## Problems and tasks
1 > In the MacLagan profile, what kinds of projects was MacLagan involved in while a student at Unity?
2 > Write out the passage of the MacLagan profile starting with "Stephanie enjoys the" and going on through "career progressed quickly.".

## Quoted passage
______________________________
Stephanie enjoys the natural resources that she helps to protect.
Stephenie MacLagan ’07
“Work study jobs, internships for credit and not for credit, and other volunteer and extra-curricular experiences provided and introduced many skills that I wouldn’t have gained simply from classes,” MacLagan said.
While a student at Unity, Stephenie MacLagan ’07, environmental policy, was involved in a dizzying array of academic, student life and experiential learning projects. She has been referred to as a “born activist,” so it is not surprising that her career progressed quickly.
An environmental specialist III – shoreland zoning coordinator for Eastern and Northern Maine for the Maine Department of Environmental Protection (DEP), MacLagan leveraged her five internship experiences while an undergraduate into a job after graduation with Powerhouse Dynamics of Blue Hill, Maine, where she worked as a market researcher on small-scale renewable energy and energy efficient technologies. By the time she graduated, she had an intimate understanding of non-profit networks, and understood the difference between advocacy and activism.
______________________________
## Dataset

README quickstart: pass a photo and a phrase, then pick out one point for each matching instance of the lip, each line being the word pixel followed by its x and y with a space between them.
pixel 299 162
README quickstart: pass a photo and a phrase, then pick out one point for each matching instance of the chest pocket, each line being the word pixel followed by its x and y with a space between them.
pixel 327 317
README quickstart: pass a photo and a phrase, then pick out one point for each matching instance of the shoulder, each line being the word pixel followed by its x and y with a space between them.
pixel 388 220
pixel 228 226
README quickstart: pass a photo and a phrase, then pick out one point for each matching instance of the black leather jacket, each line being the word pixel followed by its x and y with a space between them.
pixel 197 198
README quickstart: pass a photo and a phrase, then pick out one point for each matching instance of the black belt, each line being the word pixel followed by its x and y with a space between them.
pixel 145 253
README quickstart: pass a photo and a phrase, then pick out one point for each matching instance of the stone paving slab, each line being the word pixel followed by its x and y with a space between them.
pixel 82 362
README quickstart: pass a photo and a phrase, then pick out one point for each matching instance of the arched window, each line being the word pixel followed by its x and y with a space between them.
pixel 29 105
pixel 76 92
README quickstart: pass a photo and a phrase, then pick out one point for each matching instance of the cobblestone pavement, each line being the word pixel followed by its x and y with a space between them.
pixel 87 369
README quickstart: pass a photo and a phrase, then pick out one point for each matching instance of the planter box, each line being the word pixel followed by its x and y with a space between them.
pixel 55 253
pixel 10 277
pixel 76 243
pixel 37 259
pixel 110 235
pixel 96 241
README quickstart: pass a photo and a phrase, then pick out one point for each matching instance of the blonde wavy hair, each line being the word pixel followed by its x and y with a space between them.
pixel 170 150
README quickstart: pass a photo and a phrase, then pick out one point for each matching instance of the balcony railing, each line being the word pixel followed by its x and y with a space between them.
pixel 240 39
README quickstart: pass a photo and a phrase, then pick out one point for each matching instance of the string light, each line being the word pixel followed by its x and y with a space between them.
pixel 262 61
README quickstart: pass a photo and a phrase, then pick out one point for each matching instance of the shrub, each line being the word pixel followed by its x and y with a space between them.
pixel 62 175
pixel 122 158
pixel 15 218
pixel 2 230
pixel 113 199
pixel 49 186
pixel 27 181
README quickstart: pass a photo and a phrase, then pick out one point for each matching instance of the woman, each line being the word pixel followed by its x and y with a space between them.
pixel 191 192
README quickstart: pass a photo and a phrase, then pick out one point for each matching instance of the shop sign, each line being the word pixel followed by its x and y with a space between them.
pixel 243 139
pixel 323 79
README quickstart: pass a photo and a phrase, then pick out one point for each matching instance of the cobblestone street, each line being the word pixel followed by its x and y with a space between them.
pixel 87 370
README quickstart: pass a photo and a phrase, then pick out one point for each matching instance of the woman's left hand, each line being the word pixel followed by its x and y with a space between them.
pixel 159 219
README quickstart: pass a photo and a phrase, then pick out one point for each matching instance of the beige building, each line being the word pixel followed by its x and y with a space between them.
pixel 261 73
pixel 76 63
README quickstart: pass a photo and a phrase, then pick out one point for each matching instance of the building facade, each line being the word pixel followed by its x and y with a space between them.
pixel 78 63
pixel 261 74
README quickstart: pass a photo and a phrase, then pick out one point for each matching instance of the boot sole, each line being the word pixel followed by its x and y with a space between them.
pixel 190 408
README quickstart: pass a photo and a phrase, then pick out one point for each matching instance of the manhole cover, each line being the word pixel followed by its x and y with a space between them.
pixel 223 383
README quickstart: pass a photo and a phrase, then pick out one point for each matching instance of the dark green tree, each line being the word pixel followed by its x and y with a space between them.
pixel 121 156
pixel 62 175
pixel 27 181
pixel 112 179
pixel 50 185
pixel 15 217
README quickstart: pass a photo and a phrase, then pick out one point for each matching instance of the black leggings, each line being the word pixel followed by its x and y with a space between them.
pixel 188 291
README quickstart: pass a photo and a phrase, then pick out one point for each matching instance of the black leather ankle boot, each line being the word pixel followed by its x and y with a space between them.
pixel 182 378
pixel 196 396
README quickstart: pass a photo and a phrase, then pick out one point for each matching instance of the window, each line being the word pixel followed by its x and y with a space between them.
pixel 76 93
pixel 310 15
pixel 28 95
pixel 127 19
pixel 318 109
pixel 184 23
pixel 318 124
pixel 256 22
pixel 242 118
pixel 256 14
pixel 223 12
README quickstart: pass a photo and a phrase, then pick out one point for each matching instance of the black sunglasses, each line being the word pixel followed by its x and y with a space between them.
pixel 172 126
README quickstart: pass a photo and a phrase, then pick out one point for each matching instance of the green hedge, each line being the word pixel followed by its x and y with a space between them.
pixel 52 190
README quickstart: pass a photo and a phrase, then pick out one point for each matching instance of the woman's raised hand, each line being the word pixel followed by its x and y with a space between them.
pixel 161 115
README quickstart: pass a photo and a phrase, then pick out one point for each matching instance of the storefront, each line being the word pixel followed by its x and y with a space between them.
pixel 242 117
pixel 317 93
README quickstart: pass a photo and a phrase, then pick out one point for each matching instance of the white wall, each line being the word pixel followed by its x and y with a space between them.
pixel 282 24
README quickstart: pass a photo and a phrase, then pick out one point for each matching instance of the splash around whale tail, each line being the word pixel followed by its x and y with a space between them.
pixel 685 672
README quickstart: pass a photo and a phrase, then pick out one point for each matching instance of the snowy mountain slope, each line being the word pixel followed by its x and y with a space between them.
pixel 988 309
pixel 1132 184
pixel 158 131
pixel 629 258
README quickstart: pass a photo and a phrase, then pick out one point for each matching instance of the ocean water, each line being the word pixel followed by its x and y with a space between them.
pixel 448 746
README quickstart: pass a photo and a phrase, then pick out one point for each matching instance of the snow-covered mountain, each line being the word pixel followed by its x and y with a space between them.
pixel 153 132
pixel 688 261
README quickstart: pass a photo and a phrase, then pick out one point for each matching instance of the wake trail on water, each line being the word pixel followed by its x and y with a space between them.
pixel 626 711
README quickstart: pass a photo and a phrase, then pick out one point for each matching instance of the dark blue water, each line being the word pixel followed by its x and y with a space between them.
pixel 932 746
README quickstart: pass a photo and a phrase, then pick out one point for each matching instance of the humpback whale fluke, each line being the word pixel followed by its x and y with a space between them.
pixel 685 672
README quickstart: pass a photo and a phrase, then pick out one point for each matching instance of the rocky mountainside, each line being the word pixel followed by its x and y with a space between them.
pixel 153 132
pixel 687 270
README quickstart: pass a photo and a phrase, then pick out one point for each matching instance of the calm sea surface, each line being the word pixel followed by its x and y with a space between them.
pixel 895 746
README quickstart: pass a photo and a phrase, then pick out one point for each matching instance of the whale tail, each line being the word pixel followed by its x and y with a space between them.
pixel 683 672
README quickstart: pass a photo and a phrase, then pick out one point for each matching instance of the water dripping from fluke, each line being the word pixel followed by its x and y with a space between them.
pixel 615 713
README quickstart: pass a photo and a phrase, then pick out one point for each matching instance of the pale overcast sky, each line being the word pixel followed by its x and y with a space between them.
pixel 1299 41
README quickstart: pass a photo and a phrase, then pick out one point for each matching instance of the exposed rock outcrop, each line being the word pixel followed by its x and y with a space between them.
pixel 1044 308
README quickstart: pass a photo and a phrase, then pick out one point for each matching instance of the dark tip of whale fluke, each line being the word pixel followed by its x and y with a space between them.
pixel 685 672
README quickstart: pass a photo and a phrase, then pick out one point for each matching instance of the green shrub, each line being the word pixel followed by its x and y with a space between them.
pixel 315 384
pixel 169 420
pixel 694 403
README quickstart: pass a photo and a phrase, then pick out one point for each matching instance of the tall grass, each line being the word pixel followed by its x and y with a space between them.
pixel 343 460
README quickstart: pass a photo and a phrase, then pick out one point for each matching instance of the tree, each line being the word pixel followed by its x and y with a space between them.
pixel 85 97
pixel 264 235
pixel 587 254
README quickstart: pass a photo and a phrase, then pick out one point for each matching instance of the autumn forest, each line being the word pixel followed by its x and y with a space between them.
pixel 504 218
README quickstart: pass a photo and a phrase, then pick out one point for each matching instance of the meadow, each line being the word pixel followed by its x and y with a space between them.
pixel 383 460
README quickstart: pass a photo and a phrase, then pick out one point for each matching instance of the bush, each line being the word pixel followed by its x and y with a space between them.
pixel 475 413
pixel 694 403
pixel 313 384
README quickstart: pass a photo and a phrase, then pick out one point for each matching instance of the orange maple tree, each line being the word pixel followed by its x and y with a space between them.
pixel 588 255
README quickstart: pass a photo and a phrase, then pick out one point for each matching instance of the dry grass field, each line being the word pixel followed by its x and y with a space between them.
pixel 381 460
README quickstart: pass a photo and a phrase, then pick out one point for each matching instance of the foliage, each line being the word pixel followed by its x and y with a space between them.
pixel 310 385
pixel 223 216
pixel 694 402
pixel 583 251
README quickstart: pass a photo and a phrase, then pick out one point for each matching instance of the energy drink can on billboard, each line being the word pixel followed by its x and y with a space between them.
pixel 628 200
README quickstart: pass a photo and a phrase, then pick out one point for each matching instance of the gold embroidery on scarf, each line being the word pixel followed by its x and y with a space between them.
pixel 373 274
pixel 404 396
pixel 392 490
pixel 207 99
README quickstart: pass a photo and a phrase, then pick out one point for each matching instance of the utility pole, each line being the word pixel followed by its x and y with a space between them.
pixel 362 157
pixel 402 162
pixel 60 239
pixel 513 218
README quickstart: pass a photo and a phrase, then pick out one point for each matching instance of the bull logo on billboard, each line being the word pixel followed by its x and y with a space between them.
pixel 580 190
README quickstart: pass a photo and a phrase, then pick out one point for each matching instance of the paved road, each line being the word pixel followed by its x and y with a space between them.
______________________________
## Answers to the problems
1 > Academic projects, student life projects, and experiential learning projects.

2 >
Stephanie enjoys the natural resources that she helps to protect.
Stephenie MacLagan ’07
“Work study jobs, internships for credit and not for credit, and other volunteer and extra-curricular experiences provided and introduced many skills that I wouldn’t have gained simply from classes,” MacLagan said.
While a student at Unity, Stephenie MacLagan ’07, environmental policy, was involved in a dizzying array of academic, student life and experiential learning projects. She has been referred to as a “born activist,” so it is not surprising that her career progressed quickly.